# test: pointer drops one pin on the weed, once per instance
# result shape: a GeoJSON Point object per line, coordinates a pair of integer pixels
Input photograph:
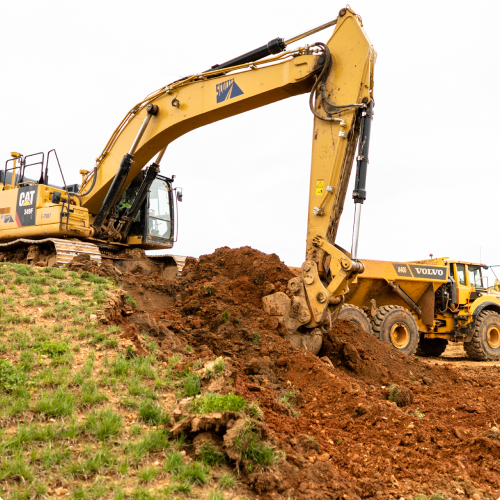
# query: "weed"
{"type": "Point", "coordinates": [53, 348]}
{"type": "Point", "coordinates": [207, 290]}
{"type": "Point", "coordinates": [153, 414]}
{"type": "Point", "coordinates": [212, 402]}
{"type": "Point", "coordinates": [219, 365]}
{"type": "Point", "coordinates": [90, 395]}
{"type": "Point", "coordinates": [191, 385]}
{"type": "Point", "coordinates": [227, 480]}
{"type": "Point", "coordinates": [131, 301]}
{"type": "Point", "coordinates": [11, 376]}
{"type": "Point", "coordinates": [137, 388]}
{"type": "Point", "coordinates": [254, 410]}
{"type": "Point", "coordinates": [15, 468]}
{"type": "Point", "coordinates": [174, 463]}
{"type": "Point", "coordinates": [417, 413]}
{"type": "Point", "coordinates": [55, 273]}
{"type": "Point", "coordinates": [210, 455]}
{"type": "Point", "coordinates": [247, 442]}
{"type": "Point", "coordinates": [287, 398]}
{"type": "Point", "coordinates": [92, 277]}
{"type": "Point", "coordinates": [194, 473]}
{"type": "Point", "coordinates": [147, 474]}
{"type": "Point", "coordinates": [216, 495]}
{"type": "Point", "coordinates": [120, 366]}
{"type": "Point", "coordinates": [60, 403]}
{"type": "Point", "coordinates": [143, 367]}
{"type": "Point", "coordinates": [393, 394]}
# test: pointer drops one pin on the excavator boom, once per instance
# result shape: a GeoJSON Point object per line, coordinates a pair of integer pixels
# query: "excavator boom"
{"type": "Point", "coordinates": [337, 75]}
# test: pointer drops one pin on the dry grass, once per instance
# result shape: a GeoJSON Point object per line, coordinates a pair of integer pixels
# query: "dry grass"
{"type": "Point", "coordinates": [80, 416]}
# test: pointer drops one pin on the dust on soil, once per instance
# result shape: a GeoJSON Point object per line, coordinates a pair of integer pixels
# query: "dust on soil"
{"type": "Point", "coordinates": [330, 414]}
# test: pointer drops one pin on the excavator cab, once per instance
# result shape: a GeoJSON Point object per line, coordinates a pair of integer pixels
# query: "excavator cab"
{"type": "Point", "coordinates": [154, 224]}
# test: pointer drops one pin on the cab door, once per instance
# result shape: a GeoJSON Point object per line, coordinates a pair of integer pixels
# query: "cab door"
{"type": "Point", "coordinates": [463, 286]}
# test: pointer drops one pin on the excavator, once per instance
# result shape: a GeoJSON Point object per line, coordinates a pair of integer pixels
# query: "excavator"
{"type": "Point", "coordinates": [123, 206]}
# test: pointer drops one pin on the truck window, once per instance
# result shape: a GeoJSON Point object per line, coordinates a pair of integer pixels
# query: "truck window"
{"type": "Point", "coordinates": [461, 274]}
{"type": "Point", "coordinates": [475, 274]}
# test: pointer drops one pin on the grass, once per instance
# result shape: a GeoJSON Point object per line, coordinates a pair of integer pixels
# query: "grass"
{"type": "Point", "coordinates": [227, 481]}
{"type": "Point", "coordinates": [393, 394]}
{"type": "Point", "coordinates": [90, 410]}
{"type": "Point", "coordinates": [191, 385]}
{"type": "Point", "coordinates": [248, 444]}
{"type": "Point", "coordinates": [103, 424]}
{"type": "Point", "coordinates": [210, 455]}
{"type": "Point", "coordinates": [59, 403]}
{"type": "Point", "coordinates": [153, 414]}
{"type": "Point", "coordinates": [216, 495]}
{"type": "Point", "coordinates": [11, 377]}
{"type": "Point", "coordinates": [213, 402]}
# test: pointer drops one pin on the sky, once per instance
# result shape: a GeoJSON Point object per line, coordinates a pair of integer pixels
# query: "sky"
{"type": "Point", "coordinates": [72, 70]}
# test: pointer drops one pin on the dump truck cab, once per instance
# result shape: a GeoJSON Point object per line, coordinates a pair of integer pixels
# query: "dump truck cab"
{"type": "Point", "coordinates": [420, 306]}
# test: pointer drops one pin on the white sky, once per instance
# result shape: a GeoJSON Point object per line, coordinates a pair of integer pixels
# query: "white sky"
{"type": "Point", "coordinates": [71, 70]}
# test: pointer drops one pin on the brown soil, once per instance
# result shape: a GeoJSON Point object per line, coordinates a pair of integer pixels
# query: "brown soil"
{"type": "Point", "coordinates": [342, 437]}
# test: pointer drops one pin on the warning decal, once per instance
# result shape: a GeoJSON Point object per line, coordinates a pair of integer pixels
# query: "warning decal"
{"type": "Point", "coordinates": [319, 186]}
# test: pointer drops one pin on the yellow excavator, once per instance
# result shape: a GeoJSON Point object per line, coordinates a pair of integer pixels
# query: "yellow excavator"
{"type": "Point", "coordinates": [121, 206]}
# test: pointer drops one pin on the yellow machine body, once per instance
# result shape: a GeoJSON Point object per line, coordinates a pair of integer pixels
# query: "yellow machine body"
{"type": "Point", "coordinates": [420, 281]}
{"type": "Point", "coordinates": [345, 68]}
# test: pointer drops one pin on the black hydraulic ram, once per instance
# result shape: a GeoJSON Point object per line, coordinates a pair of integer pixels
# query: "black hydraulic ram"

--- --- ---

→ What is asked
Reproduce the data above in full, exactly as it is, with the pictures left out.

→ Solution to the exercise
# test: pointer drops one pin on the weed, once per instance
# result shape: a GeoJSON Point object per line, coordinates a pair of integer pixels
Input photograph:
# query: "weed"
{"type": "Point", "coordinates": [53, 348]}
{"type": "Point", "coordinates": [207, 290]}
{"type": "Point", "coordinates": [153, 414]}
{"type": "Point", "coordinates": [212, 402]}
{"type": "Point", "coordinates": [219, 365]}
{"type": "Point", "coordinates": [90, 395]}
{"type": "Point", "coordinates": [191, 385]}
{"type": "Point", "coordinates": [227, 480]}
{"type": "Point", "coordinates": [131, 301]}
{"type": "Point", "coordinates": [11, 376]}
{"type": "Point", "coordinates": [137, 388]}
{"type": "Point", "coordinates": [254, 410]}
{"type": "Point", "coordinates": [15, 468]}
{"type": "Point", "coordinates": [174, 463]}
{"type": "Point", "coordinates": [417, 413]}
{"type": "Point", "coordinates": [55, 273]}
{"type": "Point", "coordinates": [210, 455]}
{"type": "Point", "coordinates": [247, 442]}
{"type": "Point", "coordinates": [287, 398]}
{"type": "Point", "coordinates": [92, 277]}
{"type": "Point", "coordinates": [194, 473]}
{"type": "Point", "coordinates": [147, 474]}
{"type": "Point", "coordinates": [216, 495]}
{"type": "Point", "coordinates": [120, 366]}
{"type": "Point", "coordinates": [60, 403]}
{"type": "Point", "coordinates": [143, 367]}
{"type": "Point", "coordinates": [393, 394]}
# test: pointer drops one pin on the excavator boom, once per instance
# result shape: a GeoJSON Point object per line, coordinates a pair of integer pixels
# query: "excavator boom"
{"type": "Point", "coordinates": [337, 75]}
# test: pointer drops one pin on the dry grass, once per instance
# result shape: a GeoJSON Point object per line, coordinates a pair of integer pixels
# query: "dry grass"
{"type": "Point", "coordinates": [80, 416]}
# test: pointer drops one pin on the dust on soil, once per instance
# result shape: a GeoJSON Point object per line, coordinates a pair of integer pixels
# query: "dust on soil"
{"type": "Point", "coordinates": [330, 414]}
# test: pointer drops one pin on the excavator cab, once per instance
# result shape: a GeoJSON Point object per line, coordinates a pair of integer pixels
# query: "excavator cab"
{"type": "Point", "coordinates": [154, 224]}
# test: pointer drops one pin on the cab door, once per instance
# result shape: a GeoJSON Point object per line, coordinates a pair of integer pixels
# query: "cab door"
{"type": "Point", "coordinates": [463, 286]}
# test: pointer drops one pin on the excavator, once per instance
# result shape: a GeoJSON Point object per line, coordinates a pair of integer pixels
# query: "excavator"
{"type": "Point", "coordinates": [123, 206]}
# test: pointer drops one pin on the truck window, once per instance
# result shape: a GeoJSON Point object per line, coordinates a pair of integer pixels
# query: "truck window"
{"type": "Point", "coordinates": [461, 274]}
{"type": "Point", "coordinates": [475, 274]}
# test: pointer drops one pin on the grass, once per instance
# result shape: a GeoJSON Point object per line, coordinates a pair of integer pixels
# query: "grass"
{"type": "Point", "coordinates": [227, 481]}
{"type": "Point", "coordinates": [393, 394]}
{"type": "Point", "coordinates": [90, 410]}
{"type": "Point", "coordinates": [191, 385]}
{"type": "Point", "coordinates": [248, 444]}
{"type": "Point", "coordinates": [103, 424]}
{"type": "Point", "coordinates": [210, 455]}
{"type": "Point", "coordinates": [59, 403]}
{"type": "Point", "coordinates": [153, 414]}
{"type": "Point", "coordinates": [216, 495]}
{"type": "Point", "coordinates": [11, 377]}
{"type": "Point", "coordinates": [213, 402]}
# test: pointer drops one pin on the sky, once per instance
# result shape: a GeoJSON Point object per line, coordinates a pair of integer pixels
# query: "sky"
{"type": "Point", "coordinates": [72, 70]}
# test: pointer drops one pin on the dump truck cab, once per instance
# result shape: a GeoJSON Point object per line, coordinates a pair of integer pixels
# query: "dump truck cab"
{"type": "Point", "coordinates": [420, 306]}
# test: pointer drops one pin on the white sky, once per instance
# result shape: a GeoJSON Point object per line, coordinates a pair of integer pixels
# query: "white sky"
{"type": "Point", "coordinates": [71, 70]}
# test: pointer drops one pin on the brown soil, once per instance
# result shape: a GeoJSON Point object per line, coordinates a pair of integer pixels
# query: "brown soil"
{"type": "Point", "coordinates": [342, 437]}
# test: pointer drops one pin on the warning decal, once per instance
# result shape: a GeoJSON Point object per line, coordinates a pair of integer pixels
# query: "warning decal"
{"type": "Point", "coordinates": [319, 186]}
# test: pointer drops one pin on the yellow excavator, once per instance
# result shape: a GeoJSON Point object per line, coordinates a pair of integer pixels
# query: "yellow excavator"
{"type": "Point", "coordinates": [121, 206]}
# test: pointer drops one pin on the yellow machine body, once per instance
# result shape: a GeoJSON Point object per line, coordinates a pair of integer pixels
# query: "yellow machine body"
{"type": "Point", "coordinates": [420, 281]}
{"type": "Point", "coordinates": [345, 68]}
# test: pointer drops one pin on the black hydraulic ram, once per instance
# result shape: a GeoJSON Point object per line, coordinates a pair of integer pixels
# query: "black hydraulic ram"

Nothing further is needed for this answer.